# Given passage

Of course there are leftists who are not supporters of the radical Islamicists, but so what? As I pointed out, Stalin put an ice pick in Trotsky’s head for calling for a revolution against Stalin’s police state. Does that mean one shouldn’t put them in a database on Communism and post their pictures on the same Communist grid?
It’s a fair cop. The analogy to Sean Penn and the Ayatollah Khomeini pretty much speaks for itself. Though it was unclear just who had the ice pick. No, wait, that was Basic Instinct.
The striking thing about Bérubé’s response is his unwillingness to join the intellectual argument.
Damn, this humble blog doesn’t know anything about intellectual argumentin’! You’ve all come to the wrong place for that kind of thing. But then, I didn’t realize there was an intellectual argument here. I thought Horowitz was complaining, last time around, that people like me had “seized on a quirk in the format, an entirely innocent feature of the site”– yes, I do believe those were the exact words– and that “the mere listing of these figures in the database was not intended to suggest that there are organizational links or common agendas or coinciding agendas between these individuals.” Now he tells me that there was an intellectual argument at work after all, and that there apparently are organizational links or common agendas or coinciding agendas between these individuals. Color me confused!

# Set of tasks
**a.** List every person named in the passage on Horowitz's database.
**b.** Resume the passage on Horowitz's database after its final sentence, "Color me confused!"

# Supplied records
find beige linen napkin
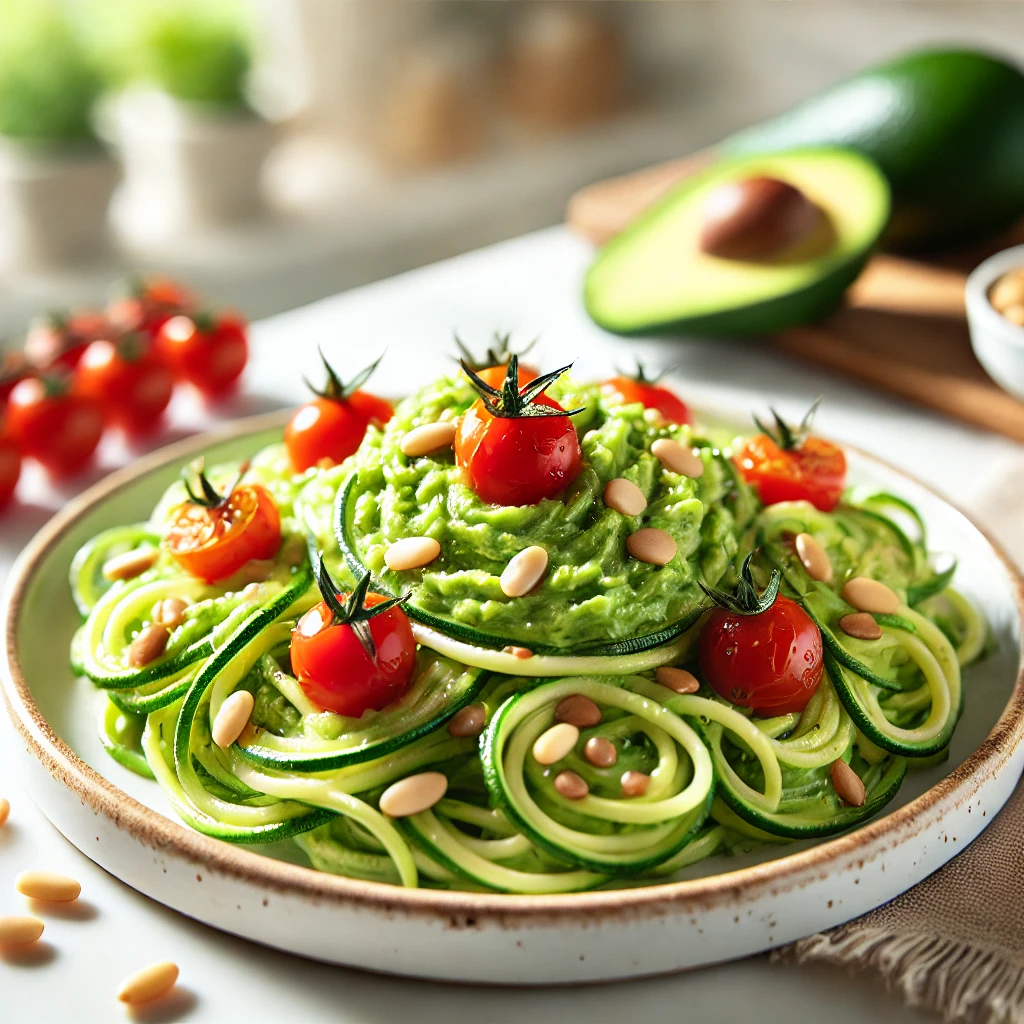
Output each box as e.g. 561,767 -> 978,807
---
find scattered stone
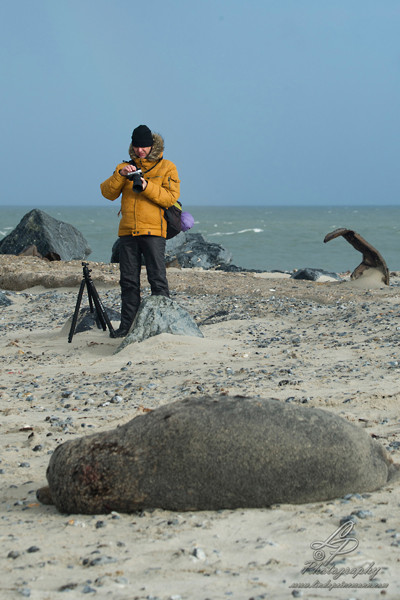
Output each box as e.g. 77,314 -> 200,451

# Answers to the tasks
**a.** Stalin, Trotsky, Sean Penn, Ayatollah Khomeini, Bérubé, Horowitz

**b.**
But actually, folks, I think we all know I did join the intellectual argument. I read David’s response to the critics of his website, and I found it, er, disingenuous. Apparently he did too, because he’s abandoned that “entirely innocent format quirk” nonsense, and has gotten down to the serious shit-slinging. Like this:
I have written an entire book called Unholy Alliance: Radical Islam and American Left which describes the common agendas of the left and analyzes at length the writings of his friend Todd Gitlin who I describe 1) as a leftist who has attacked the Chomsky left (which shares the affinity of Churchill and Moore for our enemies) and 2) yet someone who regards America in terms pretty similar to those of Hamas, Churchill, Chomsky and Moore. Not a single leftist has bothered to engage the views in this book, so why should I expect Bérubé to engage the arguments of my explanation for the inclusiveness of the database.
When someone says that Todd Gitlin “regards America in terms pretty similar to those of Hamas, Churchill, Chomsky and Moore” (and what is it with the Moore obsession, anyway?), no, I don’t take him seriously. Sorry about that! I don’t “engage” with people who plaster the subways with wheat-paste posters explaining in six-point print how the Trilateral Commission killed Bruce Lee, and I don’t engage “arguments” like this, either. That’s how it goes in the real world of intellectual argumentin’.
But of course Bérubé and Gitlin and academics like them inhabit a monolithic academic universe where they don’t have to answer their critics because they’ve effectively purged them from the faculties of the universities they so gracelessly dominate.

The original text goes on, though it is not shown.